● Try it
Transcribe every record beneath, precisely as written.
● ● ●
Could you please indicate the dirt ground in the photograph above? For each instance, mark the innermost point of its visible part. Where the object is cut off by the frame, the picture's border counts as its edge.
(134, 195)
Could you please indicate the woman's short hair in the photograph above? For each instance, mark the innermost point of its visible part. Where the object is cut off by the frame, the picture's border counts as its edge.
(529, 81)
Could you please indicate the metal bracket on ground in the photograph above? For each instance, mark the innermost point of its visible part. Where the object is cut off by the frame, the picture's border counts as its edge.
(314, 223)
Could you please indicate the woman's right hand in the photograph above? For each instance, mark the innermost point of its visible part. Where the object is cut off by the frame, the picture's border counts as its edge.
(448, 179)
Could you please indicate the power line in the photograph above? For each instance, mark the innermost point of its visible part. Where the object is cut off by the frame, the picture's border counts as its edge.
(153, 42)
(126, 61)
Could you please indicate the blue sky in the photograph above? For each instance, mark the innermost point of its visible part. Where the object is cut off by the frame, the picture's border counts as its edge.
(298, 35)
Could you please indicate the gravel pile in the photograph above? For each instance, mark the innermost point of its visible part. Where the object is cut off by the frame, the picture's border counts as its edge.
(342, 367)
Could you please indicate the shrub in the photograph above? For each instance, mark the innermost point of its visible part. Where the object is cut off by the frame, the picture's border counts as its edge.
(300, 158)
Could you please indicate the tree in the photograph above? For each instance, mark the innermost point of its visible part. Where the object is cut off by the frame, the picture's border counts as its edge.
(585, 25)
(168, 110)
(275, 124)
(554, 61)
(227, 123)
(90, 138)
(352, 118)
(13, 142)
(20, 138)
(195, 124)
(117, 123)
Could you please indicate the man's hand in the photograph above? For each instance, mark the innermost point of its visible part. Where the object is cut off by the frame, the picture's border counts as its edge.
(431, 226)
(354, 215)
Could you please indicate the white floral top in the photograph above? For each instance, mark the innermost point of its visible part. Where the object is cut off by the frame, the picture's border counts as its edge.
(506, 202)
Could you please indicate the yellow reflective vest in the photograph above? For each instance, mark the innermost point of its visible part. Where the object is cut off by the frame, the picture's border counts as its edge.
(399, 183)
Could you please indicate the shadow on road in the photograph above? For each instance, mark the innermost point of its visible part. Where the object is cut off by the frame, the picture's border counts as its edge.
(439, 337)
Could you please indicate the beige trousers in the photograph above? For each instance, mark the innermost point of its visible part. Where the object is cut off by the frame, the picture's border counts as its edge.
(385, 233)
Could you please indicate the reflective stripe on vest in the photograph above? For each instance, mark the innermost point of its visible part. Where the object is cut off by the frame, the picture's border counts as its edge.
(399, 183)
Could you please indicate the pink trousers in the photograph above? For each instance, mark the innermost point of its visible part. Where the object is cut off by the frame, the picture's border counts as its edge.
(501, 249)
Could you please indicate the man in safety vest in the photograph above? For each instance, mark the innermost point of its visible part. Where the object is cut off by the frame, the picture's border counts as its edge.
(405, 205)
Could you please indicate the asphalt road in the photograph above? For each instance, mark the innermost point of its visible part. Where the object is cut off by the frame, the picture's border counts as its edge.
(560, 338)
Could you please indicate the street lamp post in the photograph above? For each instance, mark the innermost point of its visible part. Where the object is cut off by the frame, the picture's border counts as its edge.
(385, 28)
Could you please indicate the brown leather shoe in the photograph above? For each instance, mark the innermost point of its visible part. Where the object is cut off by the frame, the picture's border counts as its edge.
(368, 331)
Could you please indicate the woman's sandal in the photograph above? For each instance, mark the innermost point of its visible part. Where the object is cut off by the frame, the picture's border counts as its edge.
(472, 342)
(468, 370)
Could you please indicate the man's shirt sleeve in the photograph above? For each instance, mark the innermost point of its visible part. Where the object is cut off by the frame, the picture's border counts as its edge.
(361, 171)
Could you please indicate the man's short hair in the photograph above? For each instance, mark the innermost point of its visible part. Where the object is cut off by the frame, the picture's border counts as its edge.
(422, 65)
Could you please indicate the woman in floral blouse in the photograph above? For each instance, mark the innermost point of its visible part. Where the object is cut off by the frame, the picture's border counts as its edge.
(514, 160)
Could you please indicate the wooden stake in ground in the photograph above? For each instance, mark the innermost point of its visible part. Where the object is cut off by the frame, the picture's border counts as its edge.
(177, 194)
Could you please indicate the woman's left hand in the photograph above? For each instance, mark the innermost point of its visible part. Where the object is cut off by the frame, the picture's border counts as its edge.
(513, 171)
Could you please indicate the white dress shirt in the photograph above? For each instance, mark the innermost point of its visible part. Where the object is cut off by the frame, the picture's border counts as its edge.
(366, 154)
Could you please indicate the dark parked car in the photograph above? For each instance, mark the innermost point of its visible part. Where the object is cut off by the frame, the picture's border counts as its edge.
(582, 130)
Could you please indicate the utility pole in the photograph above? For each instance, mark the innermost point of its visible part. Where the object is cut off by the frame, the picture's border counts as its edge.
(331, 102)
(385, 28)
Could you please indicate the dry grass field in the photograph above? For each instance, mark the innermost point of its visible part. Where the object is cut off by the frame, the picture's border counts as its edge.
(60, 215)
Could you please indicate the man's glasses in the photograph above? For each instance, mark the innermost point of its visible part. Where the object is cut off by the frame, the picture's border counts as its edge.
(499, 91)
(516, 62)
● ● ●
● Result
Could you please indicate the dirt ground in the photograph above? For each instance, mark the innermost point of its visible part. Where the object is cut off by the frame, the picture's border counts as its edge.
(134, 195)
Could you please indicate the woman's short hair in the photograph above? For each instance, mark the innermost point of its visible part. Where the object is cut off by the frame, the picture's border counts as its edge.
(529, 81)
Could you please indicate the metal bracket on ground in the photograph above? For each instance, mark the innermost point of its visible part. Where the object is cut off by the frame, the picture's border counts as its edge.
(314, 223)
Could you please indicate the woman's right hand in the photograph above? For each instance, mark the innermost point of its visible part. Where the object is cut off by the frame, the picture's border counts as its edge.
(448, 179)
Could you please indicate the power line in the photograph above? For each instance, mark the innermost point of its visible part. Where the object is cut off by the frame, the picture's border counts as its edge.
(153, 42)
(126, 61)
Could you please indicate the blue sky in the photograph above? For each instance, mark the innermost point of its visible part. Where the object is cut off by the frame, the picture's border counts as its edge.
(298, 35)
Could you please indicate the gravel pile in the photograph above? For each instance, mark the innermost point of its visible part. Where the object is cut off by the frame, the picture's border counts as its edge.
(342, 367)
Could you please indicate the shrub in the photograph above? For each instance, mark the innermost point of its visible part. Where the object is cut off by the frame, the picture's border counts as its edge.
(300, 158)
Could you please indicate the tree in the photograph above? For each instance, mark the innermost point of its visible part. Where the object is cut off by the frame, the picture's border counts as its edge.
(585, 25)
(168, 110)
(275, 124)
(554, 61)
(227, 123)
(90, 138)
(352, 118)
(13, 142)
(20, 138)
(195, 124)
(117, 123)
Could you please indicate the man's hand in the photograph above? For each instance, mark the innermost point of its visible part. Where the object is cut off by the frame, the picture's border counts as its edge.
(431, 226)
(354, 215)
Could you please indicate the white floral top in the photograph above? For each instance, mark the innermost point of its visible part. Where the object is cut off by the frame, the picture's border counts as its edge.
(506, 202)
Could you please indicate the yellow reflective vest in the photograph above? For each instance, mark the innermost point of its visible part. Where the object is cut off by the frame, the picture's border counts as its edge.
(399, 183)
Could you please indicate the shadow on road in the photograph above? For each instance, mark the innermost point of its visible part. Where the object is cut off by the frame, the picture's border counts as its edge.
(439, 337)
Could you please indicate the beige trousers in the photograph above? For each instance, mark the innermost point of its visible part. Where the object is cut off by the frame, the picture's border counts as its edge.
(385, 233)
Could you please indicate the reflective stripe on vest in the photograph above? For each instance, mark the innermost point of its visible part. Where the object is cut off by the frame, the picture's border counts as its edge.
(399, 183)
Could you please indicate the pink trousers in the photograph above? For each instance, mark the innermost point of its visible part. Where the object is cut off by the frame, the picture's border counts as its edge.
(501, 249)
Could you please indicate the man in safety vest in the photograph above? For each instance, mark the innermost point of its visible part. Where the object is cut off by the frame, the picture's border counts as its edge.
(405, 205)
Could you please indicate the asphalt road in the photograph above? For each instance, mark the innermost point of its visible part. Where the object is cut off by the frame, the picture's border counts as its edge.
(560, 338)
Could you please indicate the street lamp post in the photograph above? For each instance, mark the innermost point of its visible part. Where the object is cut off by the frame, the picture's border counts as its edge.
(385, 28)
Could you please indicate the brown leather shoe in the photograph above? For each instance, mark the innermost point of its visible part. Where the object is cut off by the frame, the picture's border counts as its edge.
(368, 331)
Could you please indicate the woman's sandal in the photograph above? For each instance, mark the innermost point of its visible part. Where the object is cut off by the frame, the picture's border counts as its edge.
(472, 342)
(468, 370)
Could you please indicate the man's shirt sleeve in the photograph above? For each instance, mark the innermost point of its visible part. Where the object is cut off by the frame, the picture's border counts as its edge.
(361, 171)
Could you please indicate the man's short hair in the photograph above? For each instance, mark the innermost point of its visible part. Where the object is cut off by the frame, the picture's border counts as its edge.
(422, 65)
Could you please indicate the woman in floral blouse in the photograph above? For each instance, mark the innermost point of its visible part. Where the object is cut off by the frame, the picture's border counts as its edge.
(514, 160)
Could you please indicate the wooden stake in ground in the photograph above? For each instance, mark the innermost point of its visible part. Where the object is cut off by the frame, the picture's border counts as its edge.
(177, 194)
Could you please indicate the woman's left hand in the photograph above? For each instance, mark the innermost point of its visible part. Where the object is cut off by the frame, the picture's border counts as its edge.
(513, 171)
Could you please indicate the white dress shirt in the photograph above? For each instance, mark the innermost point of its visible part. Where the object is cut off by the frame, the picture's border counts as its edge.
(366, 154)
Could you please indicate the dark parked car in the photograph above? For each instance, mark the innermost point of its visible part. Where the object is cut off by the frame, the picture's border counts as its edge.
(582, 130)
Could you please indicate the utility pole in the photograph above? For each instance, mark the innermost point of its visible part. Where the object is cut off by the frame, the picture's border counts as its edge.
(331, 102)
(385, 28)
Could you please indicate the dry grass field in the photograph above? For each instance, mark the innermost point of its visible part. Where the object is cut off by the frame, the picture's border counts as its edge.
(60, 215)
Could you please indicate the man's glasses in the photograph above? For each instance, mark the innermost point of its visible part. Where the object is cut off by the frame, the picture's border counts as its edge.
(499, 91)
(516, 62)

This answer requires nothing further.